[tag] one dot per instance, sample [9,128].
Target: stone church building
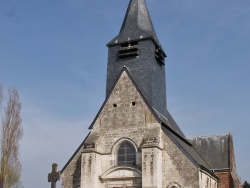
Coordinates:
[133,141]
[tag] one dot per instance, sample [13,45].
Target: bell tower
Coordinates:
[137,48]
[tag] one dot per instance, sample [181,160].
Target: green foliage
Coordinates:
[246,185]
[11,134]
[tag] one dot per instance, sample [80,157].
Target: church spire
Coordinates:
[137,24]
[137,48]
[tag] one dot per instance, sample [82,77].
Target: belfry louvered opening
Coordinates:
[159,56]
[129,50]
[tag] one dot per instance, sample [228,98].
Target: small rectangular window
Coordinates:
[128,50]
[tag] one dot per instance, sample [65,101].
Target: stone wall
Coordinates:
[177,168]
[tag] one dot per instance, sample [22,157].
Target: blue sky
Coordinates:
[54,53]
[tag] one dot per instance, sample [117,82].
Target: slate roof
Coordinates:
[166,120]
[214,149]
[137,24]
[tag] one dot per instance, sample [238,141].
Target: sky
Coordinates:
[54,52]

• _What the task asks_:
Each line from the one that includes "Target: green foliage" down to the close of the records above is to be given again exactly, and no other line is to appear.

• _Solution_:
Target: green foliage
Coordinates:
[246,185]
[11,134]
[tag] one dot per instance, sample [80,157].
Target: church spire
Coordinates:
[137,24]
[137,48]
[tag] one dot per instance, sample [82,77].
Target: belfry louvered opening
Coordinates:
[159,56]
[129,50]
[tag] one dot per instance, sample [228,98].
Target: small rectangular window
Coordinates:
[128,50]
[tag] one dot per instance, sample [65,101].
Target: stone wall
Coordinates:
[177,168]
[tag] one dot per instance, sample [22,157].
Target: blue sky
Coordinates:
[54,53]
[tag] one dot per instance, sample [117,82].
Target: slate roof
Coordinates:
[166,120]
[214,149]
[137,24]
[tag] one dot per instance, sample [238,141].
Target: sky
Coordinates:
[54,52]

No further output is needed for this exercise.